Aufgabe 1:
Wie hoch ist laut dem Auszug über den Aalfischer aus Dörverden sein Eigenanteil für das Aussetzen der Glasaale?
Aufgabe 2:
Setze den Auszug über den Aalfischer aus Dörverden im Anschluss an seinen letzten Satz fort.

== Textauszug

Der Dörverdener fährt nach eigener Aussage bereits seit nahezu einem Jahr beruflich „mit halber Kraft“. 2020 sei ohnehin nur ein „durchschnittliches“ Fangjahr gewesen, aufgrund der Pandemie habe er die Fangintensität dann noch einmal angepasst. Der Blankaal-Fang sei wegen des niedrigen Wasserstandes Ende des vergangenen Jahres nur schwer in Gang gekommen, „weil es keinen Niederschlag gab, fehlte einfach der letzte Schub“. Erst zu Weihnachten sei es richtig losgegangen, erinnert sich der Fischer aus dem Weserdorf. „Wenn es hier bei uns in Dörverden ordentlich schüttet, hilft mir das nichts, die Quellflüsse der Weser entspringen schließlich in den Mittelgebirgen“, gibt Janke dem Laien ein wenig Nachhilfe in Sachen Geografie. Stimmt ja, wo Werra und Fulda sich küssen.

170.000 Glasaale pro Jahr
Da immer weniger Glasaale die Weser hinauf ziehen, setzt Janke bereits seit Jahren rund 170.000 Glasaale pro Jahr aus. „Es gibt zwar Zuschüsse dafür, aber unter dem Strich bleibt für mich immer noch ein Eigenanteil in Höhe von 6000 Euro.“ Von der sogenannten März-Hilfe (Corona) konnte er letztendlich einen Teil seiner Zahlungsverpflichtungen begleichen.

====
== Vorliegende Daten

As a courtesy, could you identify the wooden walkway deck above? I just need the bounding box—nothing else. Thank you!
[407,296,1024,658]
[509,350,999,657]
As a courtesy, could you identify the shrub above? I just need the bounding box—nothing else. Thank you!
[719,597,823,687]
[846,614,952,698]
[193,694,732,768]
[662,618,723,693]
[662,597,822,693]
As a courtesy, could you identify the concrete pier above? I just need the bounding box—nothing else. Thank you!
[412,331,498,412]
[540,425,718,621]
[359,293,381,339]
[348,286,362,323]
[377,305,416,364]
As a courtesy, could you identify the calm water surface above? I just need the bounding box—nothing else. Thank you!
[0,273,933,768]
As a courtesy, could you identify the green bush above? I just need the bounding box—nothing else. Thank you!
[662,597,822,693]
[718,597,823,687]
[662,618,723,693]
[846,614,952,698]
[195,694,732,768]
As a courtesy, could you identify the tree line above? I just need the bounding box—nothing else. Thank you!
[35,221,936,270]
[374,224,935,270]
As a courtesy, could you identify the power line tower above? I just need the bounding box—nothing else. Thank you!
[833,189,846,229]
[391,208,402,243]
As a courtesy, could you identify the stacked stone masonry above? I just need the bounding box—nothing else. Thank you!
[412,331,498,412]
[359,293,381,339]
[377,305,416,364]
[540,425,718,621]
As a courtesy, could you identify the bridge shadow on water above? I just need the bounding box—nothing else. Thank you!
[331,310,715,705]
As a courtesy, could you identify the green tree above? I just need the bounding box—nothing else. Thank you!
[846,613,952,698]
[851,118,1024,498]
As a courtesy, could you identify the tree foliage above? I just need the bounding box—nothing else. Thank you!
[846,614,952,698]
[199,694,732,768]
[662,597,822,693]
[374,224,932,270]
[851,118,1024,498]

====

Ergebnis 1:
Sein Eigenanteil beträgt 6000 Euro.

Ergebnis 2:
Weil vor dem Wintereinbruch am vergangenen Wochenende sogar Eisgang auf der Weser befürchtet wurde, hat der 68-Jährige noch rechtzeitig seine Netze eingeholt. Zu den traditionellen Winterbeschäftigungen eines Berufsfischers gehört es natürlich auch, das Scherbrett zu kontrollieren. „Daran befestigte ich den Hamen“, erklärt Janke. Beim Hamen handelt es sich um das spezielle Fanggerät für die abwandernden Aale.
Ab zweistelligen Wassertemperaturen fährt Janke wieder mit seinem Boot den Fluss hinaus. Er räuchere immer noch konventionell. Nachdem die Blankaale in milde Salzlake eingelegt wurden, facht er „ein ordentliches Lagerfeuer“ an und räuchert den Fisch bei durchschnittlich 70 Grad auf Buchenholz.
Der Aalfischer aus Dörverden gehört einer aussterbenden Spezies an, neben ihm gibt es an der Mittelweser nur noch in Nienburg und Landesbergen Berufsfischer. „Nachwuchs gibt es, mein Neffe ist zum Beispiel ausgebildeter Fischwirt mit Schwerpunkt Seen und Flussschifferei, aber uns Fischern wird von allen Seiten nur das Leben schwer gemacht“, beklagt er. Damit spielt Janke nicht nicht nur auf die Corona-Pandemie an, sondern auch auf das Dickicht der Vorschriften sowie die „enorme Freizeitnutzung“. „Heutzutage wird immer weniger Rücksicht auf die Rechte des Fischers genommen“, erzählt der Fischer von zerschnittenen und teilweise auch gestohlenen Netzen sowie aufgebrochenen Hälterbecken.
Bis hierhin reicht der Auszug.